<**>What the A + B theorem does is to carve out a
cross section of the market economy at a point in
time, stop all the movement, and form theorems as if
the said static cross section represents the steadily
evolving market economy.<**>
--------------------
This assumption about social credit theory is
patently false.  Very little you say after this point
therefore is relevant to social credit.  The theorem
concerns itself with the divergence between A and A +
B through time -- that is to say, A and A + B are
analyzed as functions of time in a continuous dynamic
process.

All that we may conclude is that you still don't have
the foggiest idea what social credit is about.
--

<**>I am convinced that in order to defend your
belief properly, you must begin at a point where the
idea to produce by means of a firm is first
conceived.  Under modern financial conditions, this
is the point at which the idea in the mind of
financing and producing entrepreneurs becomes
actualized through the transfer of funds.  These
people must combine their knowledge and money in
order to get a production process by means of a firm
started.<**>
--------------------
This ignores the historical record since at least
from the inception of fractional reserve banking in
the seventeenth century.  You refer to a "transfer of
funds."  The banker in concert with the entrepreneur
are able with the stroke of their pens to create
funds that are generalized claims against the entire
community.  Without that ability modern capitalism
would be non-existent.

ENTRIES PROVIDED:
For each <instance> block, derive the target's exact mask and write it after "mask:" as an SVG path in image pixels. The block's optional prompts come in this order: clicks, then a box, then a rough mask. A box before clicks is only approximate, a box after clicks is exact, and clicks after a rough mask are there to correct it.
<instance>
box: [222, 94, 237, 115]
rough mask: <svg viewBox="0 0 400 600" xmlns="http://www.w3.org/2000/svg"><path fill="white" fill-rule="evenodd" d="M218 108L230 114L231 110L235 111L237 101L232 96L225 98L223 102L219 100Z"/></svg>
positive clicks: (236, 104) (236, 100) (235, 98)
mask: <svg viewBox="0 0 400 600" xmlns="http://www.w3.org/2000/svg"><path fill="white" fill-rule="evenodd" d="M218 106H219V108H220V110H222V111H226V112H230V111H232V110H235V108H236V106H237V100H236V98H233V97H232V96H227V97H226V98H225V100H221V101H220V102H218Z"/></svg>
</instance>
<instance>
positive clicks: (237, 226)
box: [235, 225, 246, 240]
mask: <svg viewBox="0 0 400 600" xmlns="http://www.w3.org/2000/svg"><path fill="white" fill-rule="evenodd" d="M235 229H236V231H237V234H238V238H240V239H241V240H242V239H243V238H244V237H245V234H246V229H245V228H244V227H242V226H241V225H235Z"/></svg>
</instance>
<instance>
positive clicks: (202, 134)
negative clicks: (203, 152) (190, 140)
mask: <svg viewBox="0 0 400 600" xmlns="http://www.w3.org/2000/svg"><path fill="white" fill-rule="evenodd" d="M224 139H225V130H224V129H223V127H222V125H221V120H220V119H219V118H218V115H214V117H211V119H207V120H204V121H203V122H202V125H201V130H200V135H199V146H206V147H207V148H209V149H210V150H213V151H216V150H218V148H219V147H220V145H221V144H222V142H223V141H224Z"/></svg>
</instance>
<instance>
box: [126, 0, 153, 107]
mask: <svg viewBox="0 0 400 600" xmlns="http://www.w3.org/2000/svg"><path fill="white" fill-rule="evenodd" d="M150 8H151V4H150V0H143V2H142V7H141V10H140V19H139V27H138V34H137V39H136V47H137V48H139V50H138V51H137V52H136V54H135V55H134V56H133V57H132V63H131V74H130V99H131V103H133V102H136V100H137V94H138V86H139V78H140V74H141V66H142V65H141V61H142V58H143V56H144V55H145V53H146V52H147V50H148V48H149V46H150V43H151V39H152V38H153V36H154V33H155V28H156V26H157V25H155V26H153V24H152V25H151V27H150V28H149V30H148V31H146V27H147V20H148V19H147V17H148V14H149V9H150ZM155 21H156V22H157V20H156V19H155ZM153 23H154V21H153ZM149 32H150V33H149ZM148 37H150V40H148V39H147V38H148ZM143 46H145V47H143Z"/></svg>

--

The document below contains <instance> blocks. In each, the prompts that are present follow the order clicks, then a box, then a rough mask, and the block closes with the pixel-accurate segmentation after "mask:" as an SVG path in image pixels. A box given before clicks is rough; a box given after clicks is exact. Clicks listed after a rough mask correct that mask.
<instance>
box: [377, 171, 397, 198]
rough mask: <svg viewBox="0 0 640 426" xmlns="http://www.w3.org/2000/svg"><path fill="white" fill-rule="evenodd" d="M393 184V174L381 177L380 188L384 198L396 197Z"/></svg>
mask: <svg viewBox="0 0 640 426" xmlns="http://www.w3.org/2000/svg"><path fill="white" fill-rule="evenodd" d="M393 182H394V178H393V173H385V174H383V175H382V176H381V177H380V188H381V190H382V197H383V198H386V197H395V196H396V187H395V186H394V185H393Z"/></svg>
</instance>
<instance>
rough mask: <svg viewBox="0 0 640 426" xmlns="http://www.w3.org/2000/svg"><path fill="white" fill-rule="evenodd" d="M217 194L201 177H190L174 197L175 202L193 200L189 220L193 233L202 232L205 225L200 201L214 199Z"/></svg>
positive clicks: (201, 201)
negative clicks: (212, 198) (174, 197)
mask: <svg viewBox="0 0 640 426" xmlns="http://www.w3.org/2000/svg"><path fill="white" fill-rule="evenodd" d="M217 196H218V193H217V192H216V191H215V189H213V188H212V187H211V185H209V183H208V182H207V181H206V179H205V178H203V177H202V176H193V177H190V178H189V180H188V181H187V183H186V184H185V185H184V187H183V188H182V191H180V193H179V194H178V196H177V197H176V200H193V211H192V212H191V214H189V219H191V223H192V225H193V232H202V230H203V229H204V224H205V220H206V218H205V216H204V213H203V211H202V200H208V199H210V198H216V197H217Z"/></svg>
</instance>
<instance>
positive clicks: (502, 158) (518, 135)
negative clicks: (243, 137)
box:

...

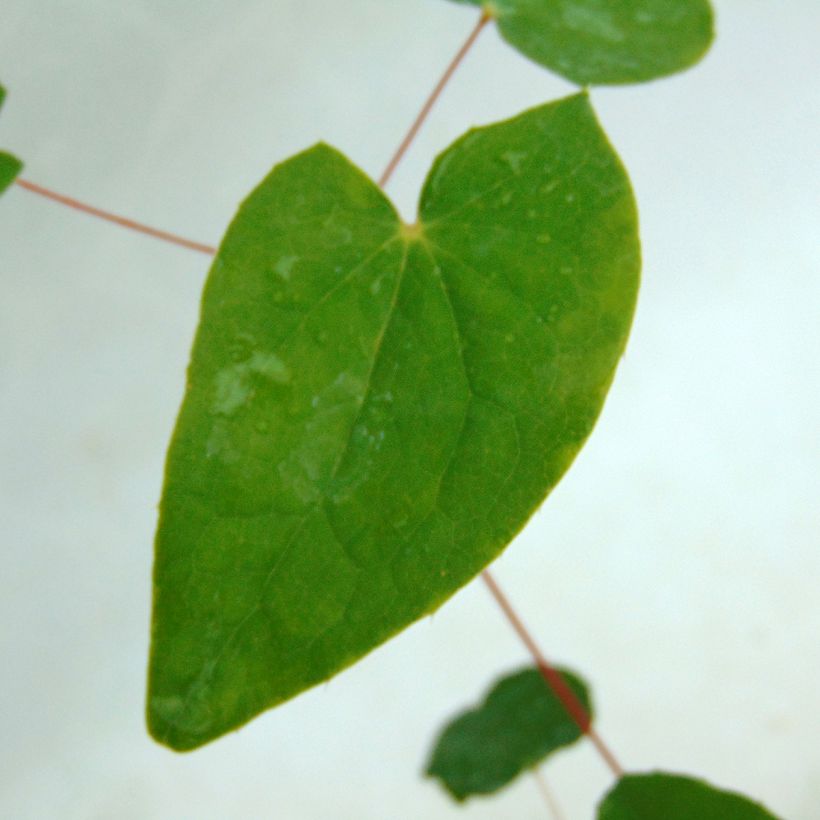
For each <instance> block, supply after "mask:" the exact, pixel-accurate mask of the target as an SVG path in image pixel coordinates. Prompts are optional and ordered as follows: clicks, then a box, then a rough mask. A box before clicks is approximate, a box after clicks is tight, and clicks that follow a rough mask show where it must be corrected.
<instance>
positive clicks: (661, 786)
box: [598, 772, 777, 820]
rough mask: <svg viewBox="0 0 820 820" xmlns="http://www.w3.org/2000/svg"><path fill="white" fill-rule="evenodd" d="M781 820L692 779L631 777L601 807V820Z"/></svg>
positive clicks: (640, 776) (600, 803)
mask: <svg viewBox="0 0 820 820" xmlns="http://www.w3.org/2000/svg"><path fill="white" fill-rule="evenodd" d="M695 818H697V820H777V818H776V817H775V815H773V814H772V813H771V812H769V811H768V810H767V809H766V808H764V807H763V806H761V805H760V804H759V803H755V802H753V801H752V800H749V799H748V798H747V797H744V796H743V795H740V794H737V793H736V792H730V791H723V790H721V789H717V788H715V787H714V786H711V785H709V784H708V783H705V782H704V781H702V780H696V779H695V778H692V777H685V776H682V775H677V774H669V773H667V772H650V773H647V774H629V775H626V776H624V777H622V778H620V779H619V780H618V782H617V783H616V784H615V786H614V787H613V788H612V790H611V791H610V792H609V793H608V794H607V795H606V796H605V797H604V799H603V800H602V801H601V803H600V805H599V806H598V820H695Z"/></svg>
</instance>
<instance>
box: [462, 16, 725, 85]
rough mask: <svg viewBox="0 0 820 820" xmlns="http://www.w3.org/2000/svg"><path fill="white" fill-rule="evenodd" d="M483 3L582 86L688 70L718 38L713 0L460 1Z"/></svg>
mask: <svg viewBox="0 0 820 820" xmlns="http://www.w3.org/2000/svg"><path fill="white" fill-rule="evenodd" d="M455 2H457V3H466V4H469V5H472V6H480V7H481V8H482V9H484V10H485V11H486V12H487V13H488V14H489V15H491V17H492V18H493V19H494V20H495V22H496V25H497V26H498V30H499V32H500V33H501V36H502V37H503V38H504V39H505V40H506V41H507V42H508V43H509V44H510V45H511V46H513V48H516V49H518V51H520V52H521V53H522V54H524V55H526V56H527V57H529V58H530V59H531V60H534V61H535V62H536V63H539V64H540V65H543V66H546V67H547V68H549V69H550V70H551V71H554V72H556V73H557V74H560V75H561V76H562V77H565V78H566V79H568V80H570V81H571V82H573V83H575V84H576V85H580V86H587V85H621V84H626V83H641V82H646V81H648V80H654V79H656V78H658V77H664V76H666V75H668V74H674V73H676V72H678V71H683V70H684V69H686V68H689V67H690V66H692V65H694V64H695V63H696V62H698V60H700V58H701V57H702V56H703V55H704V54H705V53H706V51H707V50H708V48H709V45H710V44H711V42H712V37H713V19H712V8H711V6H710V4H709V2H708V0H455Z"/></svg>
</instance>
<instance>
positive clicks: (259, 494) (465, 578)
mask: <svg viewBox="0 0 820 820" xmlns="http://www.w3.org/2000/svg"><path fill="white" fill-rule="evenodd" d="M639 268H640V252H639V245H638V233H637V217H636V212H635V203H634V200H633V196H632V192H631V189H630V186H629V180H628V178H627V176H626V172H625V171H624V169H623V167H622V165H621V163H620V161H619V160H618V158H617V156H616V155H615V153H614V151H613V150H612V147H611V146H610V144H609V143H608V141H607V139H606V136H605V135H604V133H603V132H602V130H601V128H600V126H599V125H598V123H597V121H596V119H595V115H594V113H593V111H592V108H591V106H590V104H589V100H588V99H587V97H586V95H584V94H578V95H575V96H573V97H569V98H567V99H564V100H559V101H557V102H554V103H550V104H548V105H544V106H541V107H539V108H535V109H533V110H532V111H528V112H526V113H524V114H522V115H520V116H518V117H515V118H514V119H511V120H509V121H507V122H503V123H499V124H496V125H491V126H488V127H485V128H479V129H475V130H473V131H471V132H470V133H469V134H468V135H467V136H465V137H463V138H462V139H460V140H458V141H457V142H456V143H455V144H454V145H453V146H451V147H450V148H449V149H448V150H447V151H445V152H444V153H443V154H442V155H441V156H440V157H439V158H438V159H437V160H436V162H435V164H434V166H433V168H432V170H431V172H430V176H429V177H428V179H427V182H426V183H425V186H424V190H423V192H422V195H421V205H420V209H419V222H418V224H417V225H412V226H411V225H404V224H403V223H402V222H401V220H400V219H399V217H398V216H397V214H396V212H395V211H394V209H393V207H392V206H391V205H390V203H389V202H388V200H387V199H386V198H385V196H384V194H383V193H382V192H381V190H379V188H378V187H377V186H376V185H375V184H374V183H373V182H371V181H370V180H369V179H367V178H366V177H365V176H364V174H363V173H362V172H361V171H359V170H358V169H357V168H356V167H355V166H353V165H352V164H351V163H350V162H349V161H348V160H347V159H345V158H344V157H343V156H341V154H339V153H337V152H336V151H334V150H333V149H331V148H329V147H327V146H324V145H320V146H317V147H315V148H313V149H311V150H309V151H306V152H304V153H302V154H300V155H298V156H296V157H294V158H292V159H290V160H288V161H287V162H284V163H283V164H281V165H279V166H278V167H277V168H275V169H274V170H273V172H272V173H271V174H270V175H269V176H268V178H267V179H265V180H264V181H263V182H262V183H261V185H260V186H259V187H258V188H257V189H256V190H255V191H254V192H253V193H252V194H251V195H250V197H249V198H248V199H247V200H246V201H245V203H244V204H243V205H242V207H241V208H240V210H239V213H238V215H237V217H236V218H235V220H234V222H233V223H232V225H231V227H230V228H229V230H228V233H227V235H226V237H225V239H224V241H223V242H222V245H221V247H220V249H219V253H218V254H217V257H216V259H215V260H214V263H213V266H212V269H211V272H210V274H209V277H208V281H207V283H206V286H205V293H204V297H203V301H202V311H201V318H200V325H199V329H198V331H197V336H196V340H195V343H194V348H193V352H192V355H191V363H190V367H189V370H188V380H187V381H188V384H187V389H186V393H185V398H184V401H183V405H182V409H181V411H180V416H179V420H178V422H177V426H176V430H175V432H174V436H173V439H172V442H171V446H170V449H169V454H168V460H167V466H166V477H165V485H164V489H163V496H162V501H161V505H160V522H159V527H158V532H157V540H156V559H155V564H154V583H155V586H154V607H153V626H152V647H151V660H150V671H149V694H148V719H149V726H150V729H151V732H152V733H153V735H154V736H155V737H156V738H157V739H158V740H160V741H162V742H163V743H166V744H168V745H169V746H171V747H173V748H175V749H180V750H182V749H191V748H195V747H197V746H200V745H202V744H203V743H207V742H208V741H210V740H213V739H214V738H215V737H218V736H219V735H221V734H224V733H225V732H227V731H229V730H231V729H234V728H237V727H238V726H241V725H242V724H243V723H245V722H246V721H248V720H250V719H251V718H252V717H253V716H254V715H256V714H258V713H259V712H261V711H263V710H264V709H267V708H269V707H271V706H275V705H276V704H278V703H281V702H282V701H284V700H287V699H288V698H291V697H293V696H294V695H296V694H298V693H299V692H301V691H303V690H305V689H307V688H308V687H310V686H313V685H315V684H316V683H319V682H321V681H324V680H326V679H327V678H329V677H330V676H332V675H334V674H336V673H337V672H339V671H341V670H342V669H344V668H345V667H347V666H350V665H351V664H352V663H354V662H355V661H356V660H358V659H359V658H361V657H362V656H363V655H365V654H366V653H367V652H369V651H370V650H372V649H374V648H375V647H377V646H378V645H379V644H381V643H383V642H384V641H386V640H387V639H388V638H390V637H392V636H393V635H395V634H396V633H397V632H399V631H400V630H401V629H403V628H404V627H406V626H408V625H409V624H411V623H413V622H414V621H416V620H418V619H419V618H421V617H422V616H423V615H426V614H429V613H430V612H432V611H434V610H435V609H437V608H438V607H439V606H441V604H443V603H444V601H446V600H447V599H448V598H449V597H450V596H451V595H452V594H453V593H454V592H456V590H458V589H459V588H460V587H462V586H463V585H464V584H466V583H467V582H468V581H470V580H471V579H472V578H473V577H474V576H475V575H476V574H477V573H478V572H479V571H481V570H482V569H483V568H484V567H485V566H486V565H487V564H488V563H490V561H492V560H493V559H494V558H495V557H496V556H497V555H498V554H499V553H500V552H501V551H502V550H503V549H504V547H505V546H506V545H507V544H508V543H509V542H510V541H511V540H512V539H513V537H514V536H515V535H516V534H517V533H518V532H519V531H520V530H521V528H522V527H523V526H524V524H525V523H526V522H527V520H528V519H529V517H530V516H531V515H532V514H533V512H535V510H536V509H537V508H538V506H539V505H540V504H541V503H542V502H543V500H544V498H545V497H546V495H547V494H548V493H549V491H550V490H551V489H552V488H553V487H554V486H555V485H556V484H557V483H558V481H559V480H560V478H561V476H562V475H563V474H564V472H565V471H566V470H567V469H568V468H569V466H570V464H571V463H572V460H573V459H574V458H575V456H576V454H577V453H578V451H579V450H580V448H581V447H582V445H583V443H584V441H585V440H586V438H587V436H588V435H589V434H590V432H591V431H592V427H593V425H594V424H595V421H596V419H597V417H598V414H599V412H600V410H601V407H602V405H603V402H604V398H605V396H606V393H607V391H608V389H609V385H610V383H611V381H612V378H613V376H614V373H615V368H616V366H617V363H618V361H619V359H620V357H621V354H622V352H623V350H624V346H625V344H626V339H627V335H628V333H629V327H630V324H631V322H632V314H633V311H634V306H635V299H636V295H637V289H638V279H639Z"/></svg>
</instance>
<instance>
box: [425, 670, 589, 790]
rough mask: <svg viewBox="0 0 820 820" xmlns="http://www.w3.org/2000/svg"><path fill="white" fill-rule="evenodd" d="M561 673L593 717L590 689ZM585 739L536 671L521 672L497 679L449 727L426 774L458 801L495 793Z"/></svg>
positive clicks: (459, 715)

TO DO:
In the social credit exchange, how does the reply say A and A + B are analyzed?

ANSWER SECTION:
As functions of time in a continuous dynamic process.